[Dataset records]
_ _ _
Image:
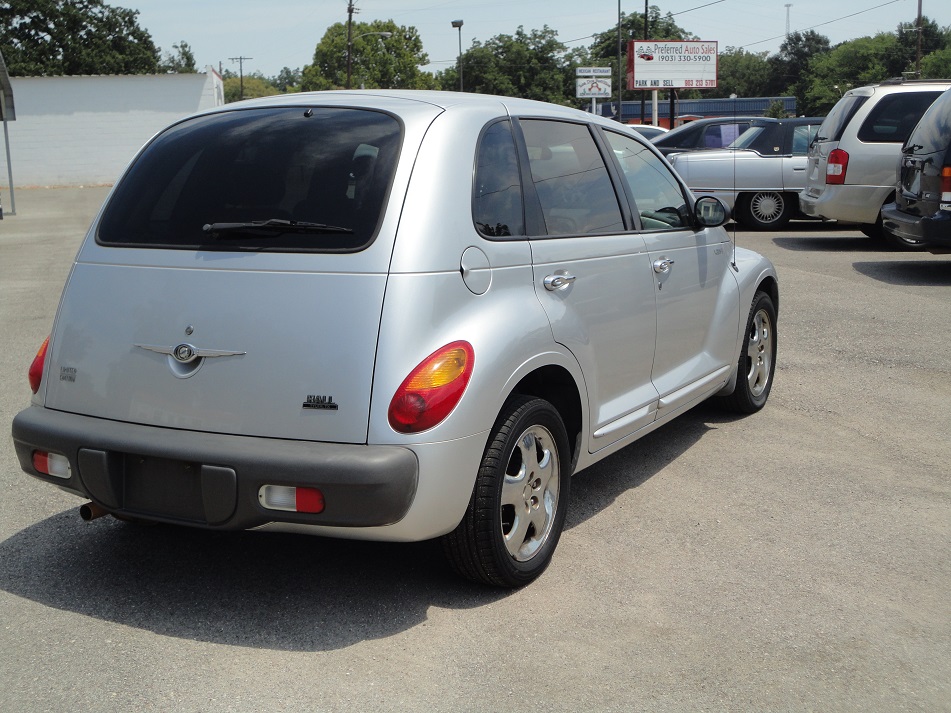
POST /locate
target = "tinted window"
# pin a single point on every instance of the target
(657, 194)
(837, 119)
(894, 117)
(719, 135)
(802, 137)
(497, 203)
(327, 166)
(933, 132)
(571, 180)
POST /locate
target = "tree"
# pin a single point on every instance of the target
(789, 68)
(745, 74)
(528, 65)
(287, 80)
(181, 62)
(68, 37)
(376, 62)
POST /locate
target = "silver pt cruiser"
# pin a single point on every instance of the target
(392, 316)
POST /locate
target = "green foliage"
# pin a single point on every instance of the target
(254, 85)
(776, 110)
(937, 65)
(528, 65)
(287, 80)
(181, 62)
(745, 74)
(70, 37)
(375, 61)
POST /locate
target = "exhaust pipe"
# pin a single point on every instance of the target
(90, 511)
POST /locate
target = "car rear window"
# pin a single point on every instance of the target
(837, 119)
(291, 179)
(933, 132)
(894, 117)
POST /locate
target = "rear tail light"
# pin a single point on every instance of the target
(432, 389)
(291, 499)
(53, 464)
(36, 368)
(836, 167)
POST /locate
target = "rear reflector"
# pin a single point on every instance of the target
(291, 499)
(51, 464)
(36, 368)
(836, 167)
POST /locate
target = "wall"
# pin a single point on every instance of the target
(84, 130)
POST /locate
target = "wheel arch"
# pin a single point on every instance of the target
(556, 385)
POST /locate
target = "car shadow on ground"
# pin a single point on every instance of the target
(923, 273)
(280, 591)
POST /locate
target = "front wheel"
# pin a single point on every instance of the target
(765, 210)
(757, 359)
(517, 509)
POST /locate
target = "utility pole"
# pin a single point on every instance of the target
(918, 53)
(240, 61)
(350, 10)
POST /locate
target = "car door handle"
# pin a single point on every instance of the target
(559, 281)
(662, 266)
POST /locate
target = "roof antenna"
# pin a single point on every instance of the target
(733, 216)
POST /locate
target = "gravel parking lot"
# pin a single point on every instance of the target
(797, 559)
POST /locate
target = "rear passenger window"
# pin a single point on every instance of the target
(571, 180)
(497, 203)
(894, 117)
(657, 194)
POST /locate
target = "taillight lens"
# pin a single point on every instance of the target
(432, 389)
(36, 368)
(836, 167)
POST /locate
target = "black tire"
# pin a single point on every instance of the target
(757, 362)
(766, 210)
(525, 471)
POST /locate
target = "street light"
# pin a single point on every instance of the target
(458, 25)
(350, 40)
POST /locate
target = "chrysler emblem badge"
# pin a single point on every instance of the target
(187, 353)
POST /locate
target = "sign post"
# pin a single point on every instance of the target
(593, 83)
(662, 64)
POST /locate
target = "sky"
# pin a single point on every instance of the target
(274, 34)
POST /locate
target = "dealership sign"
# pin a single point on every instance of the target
(663, 64)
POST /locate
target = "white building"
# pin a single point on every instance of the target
(84, 130)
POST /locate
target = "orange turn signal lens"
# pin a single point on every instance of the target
(433, 389)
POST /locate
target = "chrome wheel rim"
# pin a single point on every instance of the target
(767, 207)
(530, 493)
(759, 353)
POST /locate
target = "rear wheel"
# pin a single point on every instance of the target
(517, 509)
(757, 359)
(766, 210)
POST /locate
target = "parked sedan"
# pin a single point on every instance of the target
(702, 134)
(759, 176)
(389, 316)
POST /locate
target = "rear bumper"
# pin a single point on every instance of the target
(848, 204)
(930, 228)
(212, 480)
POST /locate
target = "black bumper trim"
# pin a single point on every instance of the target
(363, 486)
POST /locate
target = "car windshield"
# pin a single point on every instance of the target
(292, 179)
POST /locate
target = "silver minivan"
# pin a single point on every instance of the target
(850, 171)
(392, 316)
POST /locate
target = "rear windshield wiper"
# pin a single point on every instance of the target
(274, 225)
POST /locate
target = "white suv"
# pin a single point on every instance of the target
(851, 166)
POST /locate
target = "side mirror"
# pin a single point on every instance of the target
(710, 212)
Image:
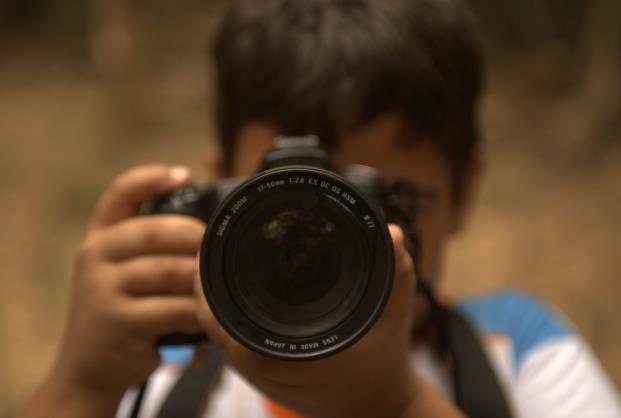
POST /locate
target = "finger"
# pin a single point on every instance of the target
(206, 319)
(403, 291)
(160, 315)
(151, 235)
(124, 197)
(158, 275)
(398, 240)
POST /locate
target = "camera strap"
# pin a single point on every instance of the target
(190, 394)
(476, 386)
(478, 391)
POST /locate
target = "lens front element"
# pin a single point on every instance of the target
(296, 264)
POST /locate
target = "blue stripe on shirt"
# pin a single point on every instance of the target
(525, 320)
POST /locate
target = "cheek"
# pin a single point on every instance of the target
(433, 232)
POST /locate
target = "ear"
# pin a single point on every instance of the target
(214, 162)
(470, 189)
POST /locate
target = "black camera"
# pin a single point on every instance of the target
(296, 262)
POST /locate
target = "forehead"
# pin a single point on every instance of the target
(387, 146)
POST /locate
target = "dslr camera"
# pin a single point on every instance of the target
(297, 262)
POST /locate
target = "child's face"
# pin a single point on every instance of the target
(378, 144)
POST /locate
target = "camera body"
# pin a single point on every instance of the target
(297, 262)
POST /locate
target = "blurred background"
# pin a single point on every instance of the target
(90, 88)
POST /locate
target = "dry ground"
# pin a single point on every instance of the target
(547, 221)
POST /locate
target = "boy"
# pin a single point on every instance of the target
(392, 84)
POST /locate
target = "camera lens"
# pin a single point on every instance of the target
(294, 268)
(296, 264)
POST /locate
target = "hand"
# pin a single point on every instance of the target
(133, 281)
(372, 378)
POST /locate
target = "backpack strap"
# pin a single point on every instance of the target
(189, 396)
(477, 389)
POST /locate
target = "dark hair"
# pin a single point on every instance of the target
(326, 66)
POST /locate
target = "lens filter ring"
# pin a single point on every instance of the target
(296, 264)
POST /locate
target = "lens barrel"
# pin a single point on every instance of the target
(296, 264)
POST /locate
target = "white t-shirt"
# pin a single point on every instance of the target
(545, 369)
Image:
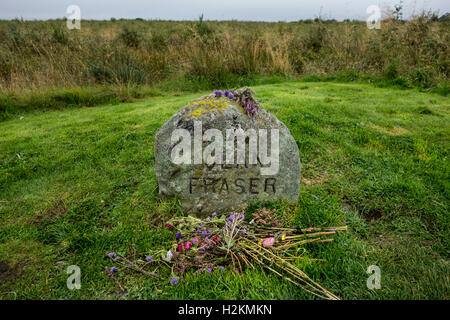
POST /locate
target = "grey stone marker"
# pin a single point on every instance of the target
(208, 187)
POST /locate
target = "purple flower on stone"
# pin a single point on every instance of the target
(112, 270)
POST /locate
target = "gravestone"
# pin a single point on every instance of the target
(215, 157)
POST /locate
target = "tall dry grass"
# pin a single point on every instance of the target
(45, 54)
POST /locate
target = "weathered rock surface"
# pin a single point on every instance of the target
(204, 189)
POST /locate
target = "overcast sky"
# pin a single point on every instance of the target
(265, 10)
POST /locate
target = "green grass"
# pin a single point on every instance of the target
(77, 183)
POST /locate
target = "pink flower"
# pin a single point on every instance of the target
(268, 242)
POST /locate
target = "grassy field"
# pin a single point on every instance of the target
_ _ _
[Set exercise]
Reproduce the listing above exactly, excluding all pictures.

[Exercise solution]
Image:
POST /locate
target = "tinted window"
# pin a single point on every instance of the target
(657, 194)
(837, 119)
(894, 117)
(719, 135)
(802, 137)
(497, 203)
(327, 166)
(933, 132)
(571, 180)
POST /locate
target = "tree"
# pin a single point on every instance of the target
(789, 68)
(745, 74)
(528, 65)
(287, 80)
(181, 62)
(68, 37)
(376, 62)
POST /locate
target = "silver pt cruiser"
# pin a single point on every instance of the target
(392, 316)
POST /locate
target = "green foliage"
# pin a single point on every instance of the target
(254, 85)
(776, 110)
(937, 65)
(528, 65)
(287, 80)
(181, 62)
(745, 74)
(70, 37)
(375, 61)
POST /locate
target = "exhaust pipe"
# pin a single point on every instance of the target
(90, 511)
POST /locate
target = "car rear window"
# pin a single point on every instance of the target
(837, 119)
(291, 179)
(933, 132)
(894, 117)
POST /locate
target = "rear tail light"
# pin a single point on every instance of the target
(432, 389)
(291, 499)
(53, 464)
(36, 368)
(836, 167)
POST /locate
target = "rear reflector"
# pin a single point on every instance of the target
(291, 499)
(51, 464)
(36, 368)
(836, 167)
POST /locate
target = "wall"
# pin a single point on every instance of the target
(84, 130)
POST /locate
target = "wheel arch"
# pin a single point on every instance of the target
(556, 385)
POST /locate
target = "car shadow on ground"
# pin a single point on every instance of the target
(923, 273)
(280, 591)
POST /locate
target = "front wheel"
# pin a single point on every instance of the target
(765, 210)
(757, 359)
(517, 509)
POST /locate
target = "utility pole"
# pin a single point on every instance of the target
(918, 53)
(240, 61)
(350, 10)
POST /locate
target = "car door handle"
# pin a single point on every instance of the target
(559, 281)
(662, 266)
POST /locate
target = "roof antenna"
# pin a single point on every instance of the target
(733, 216)
POST /locate
target = "gravel parking lot"
# pin a single point on every instance of the target
(797, 559)
POST /locate
target = "rear passenger window"
# pin a single point on every instance of the target
(571, 180)
(497, 203)
(894, 117)
(657, 194)
POST /locate
target = "taillight lens"
# pin a single point on every instance of the target
(432, 389)
(36, 368)
(836, 167)
POST /locate
target = "black tire"
# pin a single point on every instance of the target
(757, 362)
(766, 210)
(525, 471)
POST /locate
target = "street light"
# pin a single point on every instance of the target
(458, 25)
(350, 40)
POST /locate
target = "chrysler emblem badge"
# pin a single point on every instance of the target
(187, 353)
POST /locate
target = "sign post"
# pin a single point on every instance of the target
(593, 83)
(662, 64)
POST /locate
target = "sky"
# pin a single point on every instance of the target
(274, 34)
POST /locate
target = "dealership sign"
# pin a single point on every instance of the target
(663, 64)
POST /locate
target = "white building"
# pin a single point on every instance of the target
(84, 130)
POST /locate
target = "orange turn signal lens"
# pin a single point on every instance of the target
(433, 389)
POST /locate
target = "chrome wheel rim"
# pin a single point on every instance of the target
(767, 207)
(530, 493)
(759, 353)
POST /locate
target = "rear wheel"
# pin a single point on every instance of the target
(517, 509)
(757, 359)
(766, 210)
POST /locate
target = "parked sedan"
# pin a single point on every instance of the target
(702, 134)
(759, 176)
(389, 316)
POST /locate
target = "rear bumper"
# pin a single point on every instance of the target
(848, 204)
(930, 228)
(212, 480)
POST /locate
target = "black bumper trim"
# pin a single point on every instance of the target
(363, 486)
POST /locate
target = "car windshield"
# pin a single point on every instance of the target
(292, 179)
POST /locate
target = "silver minivan"
# pin a single point on every instance of the target
(850, 171)
(392, 316)
POST /locate
target = "rear windshield wiper"
# pin a single point on every instance of the target
(274, 225)
POST /locate
target = "white suv"
# pin a single point on every instance of the target
(851, 166)
POST /locate
target = "side mirror"
# pin a single point on every instance of the target
(710, 212)
Image:
POST /locate
target = "finger"
# pin a single point on every instance of the target
(206, 319)
(403, 291)
(160, 315)
(151, 235)
(124, 197)
(158, 275)
(398, 240)
POST /locate
target = "camera strap"
# pin a single point on every instance of the target
(190, 394)
(476, 386)
(478, 391)
POST /locate
target = "lens front element"
# pin a single point on every instance of the target
(296, 264)
POST /locate
target = "blue stripe on shirt"
# pin a single point on every instance of the target
(525, 320)
POST /locate
target = "cheek"
# pin a single point on every instance of the target
(433, 232)
POST /locate
target = "ear"
# pin a single point on every instance of the target
(214, 162)
(470, 189)
POST /locate
target = "black camera"
# pin a single point on every instance of the target
(296, 262)
POST /locate
target = "forehead"
# pin a single point on every instance of the target
(387, 146)
POST /locate
target = "dslr camera"
# pin a single point on every instance of the target
(297, 262)
POST /locate
target = "child's face"
# pin a single point on every instance of the target
(378, 144)
POST /locate
target = "camera body"
# pin a single point on every instance of the target
(297, 262)
POST /locate
target = "blurred background"
# pin a single point on every instance of the target
(90, 88)
POST /locate
target = "dry ground"
# pin a single point on every instance of the target
(547, 221)
POST /locate
target = "boy"
# pin a single point on every instance of the target
(392, 84)
POST /locate
target = "camera lens"
# pin a single point on every instance of the target
(294, 268)
(296, 264)
POST /locate
target = "hand"
# pin a single point on every instance of the target
(133, 281)
(372, 378)
POST /locate
target = "backpack strap"
# pin a single point on every instance of the target
(189, 396)
(477, 389)
POST /locate
target = "dark hair"
# pin a single point on every instance of the target
(326, 66)
POST /locate
target = "lens filter ring"
# pin a single point on every instance of the target
(296, 264)
POST /locate
target = "lens barrel"
# pin a single point on every instance of the target
(296, 264)
POST /locate
target = "white t-shirt"
# pin a single point on every instance of the target
(545, 369)
Image:
POST /locate
target = "grey stone marker"
# pin a single point on every instance of the target
(208, 187)
POST /locate
target = "purple flower on stone"
# pin a single point on every instance of the target
(112, 270)
POST /locate
target = "gravestone"
# pin a single point on every instance of the target
(215, 157)
POST /locate
target = "tall dry grass"
# pin a single point on every instance of the target
(45, 54)
POST /locate
target = "weathered rock surface"
# pin a single point on every instance of the target
(204, 189)
POST /locate
target = "overcast sky"
# pin a single point on every instance of the target
(265, 10)
POST /locate
target = "green grass"
# pin a single point on every instance of the target
(77, 183)
POST /locate
target = "pink flower"
# pin a single point on every instance of the target
(268, 242)
POST /locate
target = "grassy field"
# pin a single point on every instance of the target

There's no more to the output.